━━━━━ Text segment

Nothing was clear to him, just as it was not clear to Paul L. when he heard his number in Auschwitz and the order to stay in his place after the assembly with a few other prisoners. He thought they were going to be taken to work in the mine, but instead Bernhard Krüger appeared in front of them. 

He chose 55 men for himself. They were separated from the other prisoners. In the morning, they were taken by train to Berlin and from there to Sachsenhausen. They were given new prisoner numbers and a new home: barrack 19, “a secret barrack, a camp within a camp”, as Paul later recalled. They stayed there until the Nazis merged it with barrack 18.

One barrack housed just over 140 people, the number Krüger had requested for the forgery project, and 16 SS guards lived with them. The other barracks housed a printing press, equipped with the latest printing equipment and a photographic laboratory. Both barracks were surrounded by three rows of electric barbed wire. 

No one working on the project was allowed to have any contact with the outside world. If he so much as spoke to a guard or prisoner outside his group, he would have been punished. Being completely separated from the other prisoners, they became like a family, Paul recalled. Once a week they were taken to take a shower from behind their barbed wire, but they had no way of communicating with the other camp inmates, and on top of that they had to sing German songs on the way to “act happy”. 

On the one hand, they were indeed better off than the other prisoners. Major Krüger made sure they had a little more food and better living conditions than they did, but not because he was so sympathetic to them, but because he didn’t want to end up on the Eastern Front: as long as his men were doing well, he was safe, and as soon as something went wrong, he would go down with them. 

But the “inhabitants” of barracks 18 and 19 knew that their days were numbered. They were enlightened from the start that any mistake meant instant death. If a guard so much as detected that anyone was trying to sabotage the operation of the programme, all members of the counterfeiting group would be immediately executed. 

The programme was secret and only Jewish prisoners printed money. None of them were under any illusion that they would be allowed to survive. They knew too much. They worked slowly to stay alive as long as possible, but they could not work too slowly either, lest they be accused of sabotage. They were constantly looking for a balance that would give them another day to live, and they were successful in maintaining it. 

They worked so thoughtfully in five departments: engraving, printing, binding, photography and phototypesetting, or the high-end printing technique with line cliché. They forged French identity cards for the use of German spies, certificates of residence, documents for the evacuation of civilians from French Brittany, and “red cards” from the People’s Commissariat for the Interior or the Russian Security Intelligence Service. 

They printed instructions for German spies, such as how to destroy the railway tracks, and produced stamps, including one with propaganda messages in English: “This war is a Jewish war.” At the end of the war, they had the seals of all the South American countries and others in a box. They could print the passport of just about any country they could think of, which helped the Nazi criminals considerably in their flight abroad after the defeat of Germany. 

But their most important task was still to counterfeit money, even though at the beginning of 1943 they still did not have the perfect paper for it. After many failed attempts, the Nazis finally gave up and decided to find skilled craftsmen to make the paper by hand. 

They looked inwards, bringing several German craftsmen from the Eastern Front, who finally realised that the British pound was very similar to Turkish money. They teamed up with Hahnemühl, and in April 1943 Hahnemühl began to produce a special paper made from 90 per cent cotton and 10 per cent Turkish linen imported via Italy.

━━━━━━━━━━

• _Work instructions_:
1 – Transcribe the passage on the forgery operation from "They printed instructions" up to and including "defeat of Germany.".
2 – List the departments into which the prisoners' work was divided, as named in the passage on the forgery operation.

━━━━━ Entries provided

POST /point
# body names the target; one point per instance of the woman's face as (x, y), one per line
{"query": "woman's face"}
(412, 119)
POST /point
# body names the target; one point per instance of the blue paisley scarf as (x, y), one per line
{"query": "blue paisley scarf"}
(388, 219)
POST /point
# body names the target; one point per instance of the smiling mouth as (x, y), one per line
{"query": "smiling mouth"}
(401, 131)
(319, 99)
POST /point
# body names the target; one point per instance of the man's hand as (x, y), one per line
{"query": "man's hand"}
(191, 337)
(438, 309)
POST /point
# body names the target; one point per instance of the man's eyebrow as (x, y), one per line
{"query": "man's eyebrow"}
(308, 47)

━━━━━━━━━━

• _Solutions_:
1 –
They printed instructions for German spies, such as how to destroy the railway tracks, and produced stamps, including one with propaganda messages in English: “This war is a Jewish war.” At the end of the war, they had the seals of all the South American countries and others in a box. They could print the passport of just about any country they could think of, which helped the Nazi criminals considerably in their flight abroad after the defeat of Germany.

2 – Engraving, printing, binding, photography, phototypesetting